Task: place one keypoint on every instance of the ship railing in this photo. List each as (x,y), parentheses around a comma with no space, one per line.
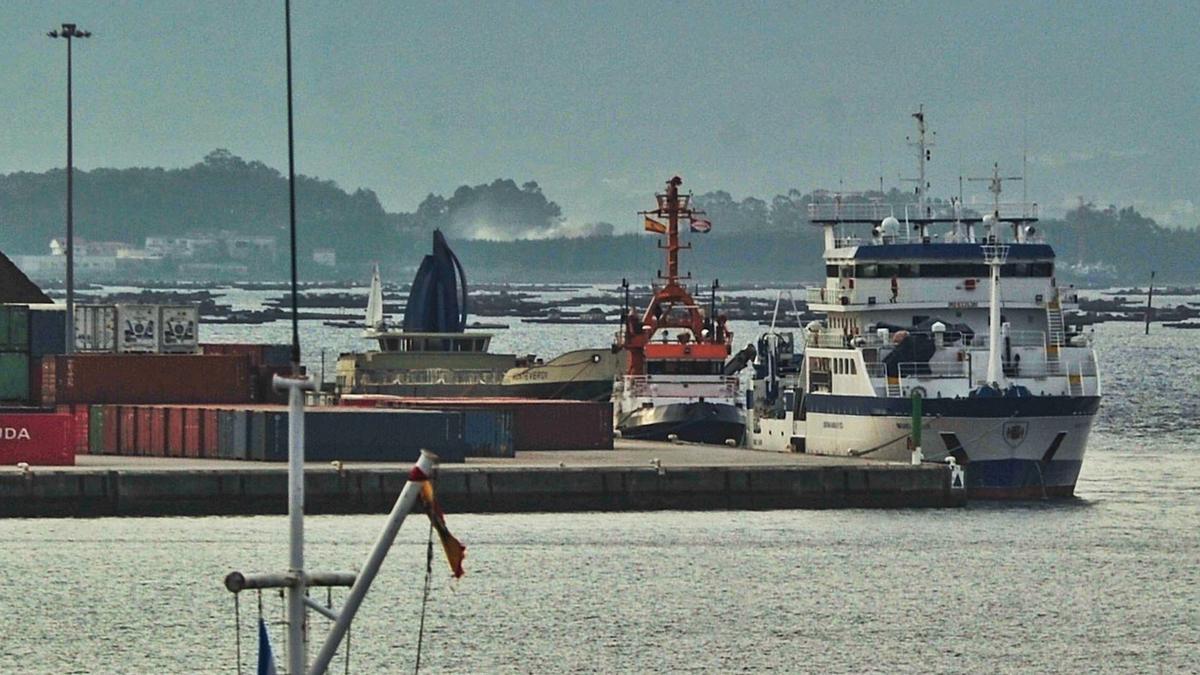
(643,386)
(851,210)
(443,376)
(875,211)
(1015,339)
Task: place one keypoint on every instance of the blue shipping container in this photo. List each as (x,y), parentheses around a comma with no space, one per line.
(396,435)
(47,333)
(487,432)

★ ★ ★ ★ ★ ★ ★

# What is asked
Format all of the data above as a numbered list, one line per number, with blank lines skipped. Leave the pictures out of your answer.

# Solution to this exercise
1. Task: place one keypoint on every instance of the ship railing in this photo. List each as (x,y), parentheses around a comma with no space, one per line.
2. (643,386)
3. (851,210)
4. (443,376)
5. (875,211)
6. (1015,339)
7. Task: place one keypoint on every instance of the blue shipping container in this photo. List each as (x,y), parentheses around a comma with no space, one per line.
8. (396,435)
9. (47,333)
10. (487,432)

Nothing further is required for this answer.